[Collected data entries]

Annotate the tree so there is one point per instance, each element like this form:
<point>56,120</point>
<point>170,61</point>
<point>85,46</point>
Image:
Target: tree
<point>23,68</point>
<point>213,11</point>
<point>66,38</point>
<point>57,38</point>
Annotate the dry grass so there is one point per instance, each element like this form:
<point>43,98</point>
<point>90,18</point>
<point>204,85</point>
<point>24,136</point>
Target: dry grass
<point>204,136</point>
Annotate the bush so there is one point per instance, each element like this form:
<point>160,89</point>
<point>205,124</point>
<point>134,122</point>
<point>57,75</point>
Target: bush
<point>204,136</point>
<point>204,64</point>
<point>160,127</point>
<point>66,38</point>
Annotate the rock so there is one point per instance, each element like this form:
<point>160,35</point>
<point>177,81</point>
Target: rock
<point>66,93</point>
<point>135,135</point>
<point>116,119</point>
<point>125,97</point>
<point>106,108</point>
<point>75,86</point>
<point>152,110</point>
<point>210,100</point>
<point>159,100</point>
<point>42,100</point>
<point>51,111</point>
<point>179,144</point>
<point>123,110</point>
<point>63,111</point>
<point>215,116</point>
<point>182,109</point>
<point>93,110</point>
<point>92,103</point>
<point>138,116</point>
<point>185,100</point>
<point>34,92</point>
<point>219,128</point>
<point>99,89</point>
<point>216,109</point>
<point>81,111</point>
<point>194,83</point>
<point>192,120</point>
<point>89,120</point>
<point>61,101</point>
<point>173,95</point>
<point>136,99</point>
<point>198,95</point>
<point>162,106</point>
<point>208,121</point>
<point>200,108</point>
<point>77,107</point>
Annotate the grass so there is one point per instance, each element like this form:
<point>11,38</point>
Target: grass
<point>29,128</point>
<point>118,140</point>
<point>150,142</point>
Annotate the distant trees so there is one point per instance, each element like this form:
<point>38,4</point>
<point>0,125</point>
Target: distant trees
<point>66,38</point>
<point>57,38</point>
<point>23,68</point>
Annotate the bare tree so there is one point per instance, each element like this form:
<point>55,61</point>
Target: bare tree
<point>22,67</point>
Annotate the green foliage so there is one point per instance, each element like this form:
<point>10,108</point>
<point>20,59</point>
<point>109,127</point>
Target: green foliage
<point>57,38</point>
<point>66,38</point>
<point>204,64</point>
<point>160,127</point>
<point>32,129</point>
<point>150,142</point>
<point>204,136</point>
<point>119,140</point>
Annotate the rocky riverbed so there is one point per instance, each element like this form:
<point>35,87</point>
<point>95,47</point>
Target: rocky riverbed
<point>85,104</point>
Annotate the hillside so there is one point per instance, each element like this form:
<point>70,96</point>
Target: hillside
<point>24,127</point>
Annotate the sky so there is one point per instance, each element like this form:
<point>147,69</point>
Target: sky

*Brief*:
Copy out verbatim the rows starting with the line containing "Annotate the grass" and continuing through the line containing "<point>119,140</point>", both included.

*Complete answer*:
Annotate the grass so there is one point per instance, each element like this form:
<point>11,38</point>
Target: grass
<point>29,128</point>
<point>118,140</point>
<point>150,142</point>
Annotate the distant trees so there is one point per instance, each element like this form:
<point>38,4</point>
<point>0,125</point>
Target: distant trees
<point>66,38</point>
<point>57,38</point>
<point>23,68</point>
Annotate the bare tree so there is one point per instance, each element like this form:
<point>55,61</point>
Target: bare tree
<point>22,67</point>
Annotate the green foliage so there is one point per instance, each element like this form:
<point>10,108</point>
<point>20,59</point>
<point>109,127</point>
Target: green foliage
<point>57,38</point>
<point>66,38</point>
<point>204,64</point>
<point>160,127</point>
<point>32,129</point>
<point>150,142</point>
<point>204,136</point>
<point>119,140</point>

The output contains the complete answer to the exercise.